→ **Records provided**
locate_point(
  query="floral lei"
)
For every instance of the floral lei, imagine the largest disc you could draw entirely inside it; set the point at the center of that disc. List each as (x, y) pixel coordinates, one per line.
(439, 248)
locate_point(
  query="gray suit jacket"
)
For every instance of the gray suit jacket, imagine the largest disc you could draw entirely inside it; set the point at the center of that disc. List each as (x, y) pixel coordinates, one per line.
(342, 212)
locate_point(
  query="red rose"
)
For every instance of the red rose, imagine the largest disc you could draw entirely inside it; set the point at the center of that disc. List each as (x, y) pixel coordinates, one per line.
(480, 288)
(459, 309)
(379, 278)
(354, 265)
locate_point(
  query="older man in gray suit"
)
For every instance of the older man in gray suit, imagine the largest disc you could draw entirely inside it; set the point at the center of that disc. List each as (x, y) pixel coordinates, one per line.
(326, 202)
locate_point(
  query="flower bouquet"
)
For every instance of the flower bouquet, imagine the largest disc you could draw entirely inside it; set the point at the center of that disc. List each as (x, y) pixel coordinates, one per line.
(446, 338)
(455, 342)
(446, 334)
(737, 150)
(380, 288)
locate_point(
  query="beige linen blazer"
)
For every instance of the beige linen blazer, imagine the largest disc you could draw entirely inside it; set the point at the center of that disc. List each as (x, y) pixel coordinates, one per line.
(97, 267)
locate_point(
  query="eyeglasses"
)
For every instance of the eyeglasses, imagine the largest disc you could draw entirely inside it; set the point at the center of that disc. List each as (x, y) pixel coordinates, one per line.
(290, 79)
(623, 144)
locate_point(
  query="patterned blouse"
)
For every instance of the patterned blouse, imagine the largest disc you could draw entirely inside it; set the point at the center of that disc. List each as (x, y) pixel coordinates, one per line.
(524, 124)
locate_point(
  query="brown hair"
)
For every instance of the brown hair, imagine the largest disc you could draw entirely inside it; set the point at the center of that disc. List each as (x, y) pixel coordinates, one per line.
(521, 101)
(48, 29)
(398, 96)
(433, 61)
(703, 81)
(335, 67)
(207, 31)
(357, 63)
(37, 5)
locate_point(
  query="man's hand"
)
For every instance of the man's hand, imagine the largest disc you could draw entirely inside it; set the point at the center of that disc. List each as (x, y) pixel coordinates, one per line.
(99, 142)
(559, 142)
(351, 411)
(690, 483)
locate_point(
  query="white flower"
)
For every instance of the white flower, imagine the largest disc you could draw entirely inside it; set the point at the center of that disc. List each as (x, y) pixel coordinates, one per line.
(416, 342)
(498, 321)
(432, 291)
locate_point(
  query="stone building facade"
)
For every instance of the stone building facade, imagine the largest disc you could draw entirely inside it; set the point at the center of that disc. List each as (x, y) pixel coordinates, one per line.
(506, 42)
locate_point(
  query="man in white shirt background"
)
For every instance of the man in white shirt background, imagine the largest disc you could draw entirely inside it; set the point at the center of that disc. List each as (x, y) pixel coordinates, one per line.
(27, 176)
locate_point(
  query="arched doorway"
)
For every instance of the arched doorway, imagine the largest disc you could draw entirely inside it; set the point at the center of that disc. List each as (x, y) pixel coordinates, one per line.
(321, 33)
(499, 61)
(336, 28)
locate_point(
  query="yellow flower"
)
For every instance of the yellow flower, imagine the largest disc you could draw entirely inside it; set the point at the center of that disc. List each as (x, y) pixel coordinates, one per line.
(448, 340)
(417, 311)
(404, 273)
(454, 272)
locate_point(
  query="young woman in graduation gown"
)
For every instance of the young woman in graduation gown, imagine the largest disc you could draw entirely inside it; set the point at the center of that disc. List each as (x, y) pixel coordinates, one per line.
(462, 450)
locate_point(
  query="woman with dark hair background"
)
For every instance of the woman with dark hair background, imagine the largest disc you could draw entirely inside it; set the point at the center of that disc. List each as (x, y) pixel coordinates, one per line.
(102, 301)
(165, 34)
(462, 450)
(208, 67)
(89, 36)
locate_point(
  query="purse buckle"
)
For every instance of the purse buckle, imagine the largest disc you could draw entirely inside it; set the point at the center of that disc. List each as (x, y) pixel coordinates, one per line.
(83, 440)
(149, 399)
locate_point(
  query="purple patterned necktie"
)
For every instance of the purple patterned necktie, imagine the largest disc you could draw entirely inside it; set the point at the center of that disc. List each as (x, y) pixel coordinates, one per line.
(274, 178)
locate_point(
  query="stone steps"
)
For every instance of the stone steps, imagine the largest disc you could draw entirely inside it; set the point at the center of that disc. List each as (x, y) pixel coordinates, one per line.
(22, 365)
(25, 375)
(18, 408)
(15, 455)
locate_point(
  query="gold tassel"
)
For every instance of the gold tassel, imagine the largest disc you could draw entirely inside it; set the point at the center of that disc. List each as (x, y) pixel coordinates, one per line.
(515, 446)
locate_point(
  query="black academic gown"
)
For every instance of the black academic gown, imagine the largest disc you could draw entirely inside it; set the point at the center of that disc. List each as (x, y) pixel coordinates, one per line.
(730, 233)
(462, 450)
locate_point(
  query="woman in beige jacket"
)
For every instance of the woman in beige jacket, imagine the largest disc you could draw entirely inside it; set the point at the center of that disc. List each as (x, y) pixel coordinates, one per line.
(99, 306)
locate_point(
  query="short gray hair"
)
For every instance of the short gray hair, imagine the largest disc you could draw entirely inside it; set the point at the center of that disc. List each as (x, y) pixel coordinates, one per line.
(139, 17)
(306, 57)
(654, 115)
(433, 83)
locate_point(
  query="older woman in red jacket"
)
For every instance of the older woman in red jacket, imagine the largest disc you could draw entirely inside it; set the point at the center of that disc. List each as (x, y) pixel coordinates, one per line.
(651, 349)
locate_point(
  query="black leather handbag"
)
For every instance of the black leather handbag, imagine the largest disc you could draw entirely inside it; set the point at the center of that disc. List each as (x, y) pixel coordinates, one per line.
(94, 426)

→ **Directive**
All of the data needs to be printed once more, exactly.

→ **Answer to this problem**
locate_point(
  query="floral lei"
)
For every instance of the floral lei, imagine the largest disc you could draw entirely inside it; set the point at the center of that disc. List each as (x, y) pixel coordinates, one per line.
(439, 248)
locate_point(
  query="gray suit jacket"
)
For every instance of the gray suit jacket, imagine the largest disc you could draw entirely inside it; set the point at the center of that disc. List each as (x, y) pixel coordinates, one per line.
(342, 212)
locate_point(
  query="red rose"
)
For every instance of the red rose, imagine the largest disc you could draw entirely inside it; set the point at the center of that disc. List each as (x, y) pixel coordinates, one per line.
(480, 288)
(459, 309)
(379, 278)
(354, 265)
locate_point(
  query="older man in gray suit"
)
For every instance of the older man in gray suit, imagine the largest disc you could draw entirely inside it; set the point at the center of that disc. List each as (x, y) pixel coordinates, one per line.
(326, 202)
locate_point(
  query="flower bouquet"
)
For every instance of the flower bouquet, imagine the largest disc you could draw entirely inside it; set the point at the center of that disc. List each as (x, y) pixel coordinates, one per line.
(446, 338)
(455, 342)
(446, 334)
(737, 150)
(380, 288)
locate_point(
  query="beige linen blazer"
)
For every instance of the beige linen blazer, imagine the largest disc you could draw entirely inside it; set the point at the center of that disc. List each as (x, y) pixel coordinates, one per line.
(97, 267)
locate_point(
  query="eyeglasses"
)
For every instance of the eyeglasses, imagine the largest disc you could draw entirely inside it; set the point at the center of that disc. List each as (x, y) pixel coordinates, one per line.
(290, 79)
(623, 144)
locate_point(
  query="patterned blouse"
)
For every instance of the patterned blouse, imagine the largest disc you could draw entirely inside it; set the point at the center of that disc. List each as (x, y) pixel coordinates, one per line.
(524, 124)
locate_point(
  query="brown hair"
)
For every instance of the brown hair, imagine the largest disc you could draw entirely inside it; set the point at the center of that disc. List each as (x, y) pixel coordinates, one per line.
(521, 101)
(48, 29)
(398, 96)
(433, 61)
(703, 81)
(335, 67)
(207, 31)
(357, 63)
(37, 5)
locate_point(
  query="man's hand"
)
For every instance of the man's hand, imagine the largest disc you could draw entirely inside it; set the point at the center of that disc. List each as (x, y) pixel coordinates, one per line.
(99, 142)
(559, 142)
(351, 411)
(690, 483)
locate_point(
  query="white flower"
)
For every instance of the white flower, imagine the largest disc you could draw entirely inside it; set the point at the center of that disc. List each as (x, y) pixel coordinates, one per line.
(416, 342)
(498, 321)
(432, 291)
locate_point(
  query="stone building facade"
)
For every instance of the stone building facade, imagine the largest disc you could draw entirely inside it; set the point at the center of that disc. List each as (x, y) pixel coordinates, one per line.
(506, 42)
locate_point(
  query="man in white shirt background"
)
For every instance of the man in white shirt background, imagine the largest disc you could draw entirely inside it; set the point at the center of that disc. List each as (x, y) pixel coordinates, one per line.
(27, 176)
locate_point(
  query="arched doorway"
)
For every instance of the arched doorway, imagine the largest disc you could draw entirely inside it; set the point at the center of that disc. List each as (x, y) pixel coordinates, one per line.
(321, 33)
(499, 61)
(336, 28)
locate_point(
  query="yellow flower"
)
For every instance of the yellow flower, imagine the largest disc you could draw entirely inside it; set the point at the center of that disc. List each as (x, y) pixel coordinates, one per line.
(448, 340)
(417, 311)
(404, 273)
(454, 272)
locate_point(
  query="young woman in graduation gown"
)
For every instance of the young woman in graduation gown, imagine the largest disc you could draw entirely inside it; set the point at the center of that disc. List each as (x, y) pixel coordinates, one per line.
(462, 450)
locate_point(
  query="woman with dark hair background"
)
For every instance of the woman with dark hair background, imagine the largest disc you could draw entirely inside it; set the point at the center of that disc. List each as (x, y) pixel coordinates, one per line.
(102, 301)
(165, 34)
(462, 450)
(208, 67)
(89, 36)
locate_point(
  query="purse buckle"
)
For every instance of the purse buckle, imagine the largest disc you could draw entirely inside it; set the point at the center of that disc. List each as (x, y) pixel coordinates, one per line.
(83, 440)
(149, 399)
locate_point(
  query="purple patterned necktie"
)
For every instance of the purple patterned necktie, imagine the largest disc you could draw entirely inside it; set the point at the center of that disc. List each as (x, y) pixel coordinates, one per line.
(274, 178)
locate_point(
  query="stone steps"
)
For every instance of the stone steps, imagine the largest disc you could draw entirely inside it; set the point at the center of that disc. List each as (x, y) pixel coordinates, one per line.
(22, 365)
(25, 375)
(18, 408)
(15, 455)
locate_point(
  query="gold tassel"
)
For every instance of the gold tassel, imagine the largest disc you could draw entirely inside it; set the point at the center of that disc. List each as (x, y) pixel coordinates, one per line.
(515, 446)
locate_point(
  query="black academic gown"
)
For every instance of the black academic gown, imagine the largest disc you could draw entirely inside it; set the point at the center of that disc. List each as (x, y) pixel coordinates, one per line.
(730, 233)
(462, 450)
locate_point(
  query="woman in beige jacket"
)
For every instance of the woman in beige jacket, imagine the largest disc you could draw entirely inside it; set the point at the center of that disc. List each as (x, y) pixel coordinates, one per line.
(99, 306)
locate_point(
  query="short gray hair"
)
For every instance of the short gray hair, imagine the largest disc you could draw entirely inside it; set the point at the center of that disc. List each as (x, y) pixel coordinates, one per line.
(139, 17)
(306, 57)
(654, 115)
(433, 83)
locate_point(
  query="older woman in red jacket"
)
For every instance of the older woman in red jacket, imagine the largest disc you could draw entirely inside it; set the point at the center of that disc. List each as (x, y) pixel coordinates, one per line.
(651, 349)
locate_point(
  query="black leather handbag"
)
For every instance of the black leather handbag, imagine the largest disc you could draw entirely inside it; set the point at the center of that disc. List each as (x, y) pixel coordinates, one per line.
(94, 426)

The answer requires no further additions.